» **Directions**
Word for word, restate every entry that follows.

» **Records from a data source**

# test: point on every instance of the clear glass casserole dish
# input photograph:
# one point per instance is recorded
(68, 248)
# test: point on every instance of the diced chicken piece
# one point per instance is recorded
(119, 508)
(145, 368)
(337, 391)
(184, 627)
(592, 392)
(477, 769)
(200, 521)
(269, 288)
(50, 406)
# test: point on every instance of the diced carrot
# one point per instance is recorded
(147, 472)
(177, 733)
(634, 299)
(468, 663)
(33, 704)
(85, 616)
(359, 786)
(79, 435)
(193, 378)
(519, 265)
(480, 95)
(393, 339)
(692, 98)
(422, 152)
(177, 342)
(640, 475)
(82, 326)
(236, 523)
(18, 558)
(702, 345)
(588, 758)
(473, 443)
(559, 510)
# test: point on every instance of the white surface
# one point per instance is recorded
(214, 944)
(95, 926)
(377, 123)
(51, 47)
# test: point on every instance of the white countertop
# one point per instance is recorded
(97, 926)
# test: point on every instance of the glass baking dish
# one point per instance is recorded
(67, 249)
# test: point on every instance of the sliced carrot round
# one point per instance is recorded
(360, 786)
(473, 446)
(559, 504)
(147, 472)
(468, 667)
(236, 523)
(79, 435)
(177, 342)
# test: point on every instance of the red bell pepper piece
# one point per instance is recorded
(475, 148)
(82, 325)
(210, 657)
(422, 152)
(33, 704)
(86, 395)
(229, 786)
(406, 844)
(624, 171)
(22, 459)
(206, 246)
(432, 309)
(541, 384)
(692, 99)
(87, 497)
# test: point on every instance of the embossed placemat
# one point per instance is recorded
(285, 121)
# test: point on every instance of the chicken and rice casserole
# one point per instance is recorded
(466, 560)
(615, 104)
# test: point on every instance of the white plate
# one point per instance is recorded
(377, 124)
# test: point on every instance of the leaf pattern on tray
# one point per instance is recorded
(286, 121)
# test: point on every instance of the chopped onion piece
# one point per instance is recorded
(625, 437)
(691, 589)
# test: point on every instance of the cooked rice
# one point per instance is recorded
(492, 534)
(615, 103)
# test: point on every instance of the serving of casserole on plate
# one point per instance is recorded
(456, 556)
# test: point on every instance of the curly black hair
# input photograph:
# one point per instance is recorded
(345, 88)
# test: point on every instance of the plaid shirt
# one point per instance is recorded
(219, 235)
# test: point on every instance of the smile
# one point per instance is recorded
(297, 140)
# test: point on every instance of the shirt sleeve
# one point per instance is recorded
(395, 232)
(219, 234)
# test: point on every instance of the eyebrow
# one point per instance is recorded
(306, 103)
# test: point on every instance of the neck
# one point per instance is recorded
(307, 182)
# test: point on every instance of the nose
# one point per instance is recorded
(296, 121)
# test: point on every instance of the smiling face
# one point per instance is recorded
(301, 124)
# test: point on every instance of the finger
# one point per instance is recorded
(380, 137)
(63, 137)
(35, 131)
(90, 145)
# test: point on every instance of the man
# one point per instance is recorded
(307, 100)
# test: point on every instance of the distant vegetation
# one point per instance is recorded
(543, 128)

» **Exercise answer**
# test: point on every instance of the clear glass casserole dish
# input photograph:
# one point per instance is recorded
(68, 248)
# test: point on every instance of the diced chicken piece
# one point per instance is recorded
(119, 508)
(145, 368)
(337, 391)
(184, 627)
(592, 392)
(477, 769)
(200, 521)
(269, 288)
(50, 406)
# test: point on every instance of the diced carrot
# one point per instance is recorded
(147, 472)
(177, 733)
(634, 299)
(468, 663)
(33, 704)
(85, 616)
(359, 786)
(79, 435)
(193, 378)
(519, 265)
(480, 95)
(393, 339)
(692, 98)
(422, 152)
(177, 342)
(640, 475)
(82, 326)
(236, 523)
(18, 558)
(702, 345)
(588, 758)
(473, 443)
(559, 510)
# test: point on every instance of the white surface
# one point per instance is recorded
(214, 944)
(95, 926)
(377, 123)
(51, 47)
# test: point on every instance of the white countertop
# one point per instance is recorded
(97, 926)
# test: point on every instance of the glass baking dish
# one point per instance is recorded
(67, 249)
# test: point on every instance of the sliced carrot round
# one point per instance is recorded
(360, 786)
(473, 446)
(559, 504)
(147, 472)
(468, 667)
(236, 523)
(79, 435)
(177, 342)
# test: point on every instance of the red bell pepper piece
# one point per instance is recorded
(475, 148)
(82, 325)
(210, 657)
(422, 152)
(33, 704)
(86, 395)
(229, 786)
(406, 844)
(624, 171)
(22, 459)
(206, 246)
(432, 309)
(541, 384)
(692, 99)
(87, 497)
# test: point on every instance of the embossed placemat
# one point per instance is recorded
(285, 121)
# test: point on every instance of the chicken and rice casserole
# one point per instance is recorded
(466, 560)
(615, 104)
# test: point on every instance of the white plate
# one point per instance is recorded
(377, 124)
# test: point on every instance of the leaf pattern on tray
# one point per instance is recorded
(286, 121)
# test: point on every instance of the chopped onion piece
# one point per instance is recorded
(625, 437)
(691, 589)
# test: point on every instance of the cooked rice
# one point per instance is recorded
(492, 534)
(615, 103)
# test: point on every instance of the serving of casserole on plate
# one point per instance is recorded
(456, 556)
# test: point on every instance of the curly black hair
# input photograph:
# one point per instance is recorded
(345, 88)
# test: point on every instance of the plaid shirt
# one point per instance is recorded
(219, 235)
# test: point on every instance of the smile
# one point per instance is recorded
(297, 140)
# test: point on every instance of the shirt sleeve
# one point per instance is recorded
(395, 232)
(219, 234)
# test: point on every instance of the eyebrow
# one point per instance is recorded
(306, 103)
# test: point on every instance of the neck
# one point per instance is recorded
(307, 182)
# test: point on every instance of the nose
# one point per instance is recorded
(296, 121)
# test: point on every instance of the smiling face
# one point per instance is recorded
(301, 124)
# test: point on every instance of the finger
# one point per instance is recorded
(380, 137)
(63, 137)
(35, 131)
(90, 145)
# test: point on every instance of the man
# one point per instance is recorded
(307, 100)
# test: point on every instance of the distant vegetation
# one point per instance is recorded
(543, 128)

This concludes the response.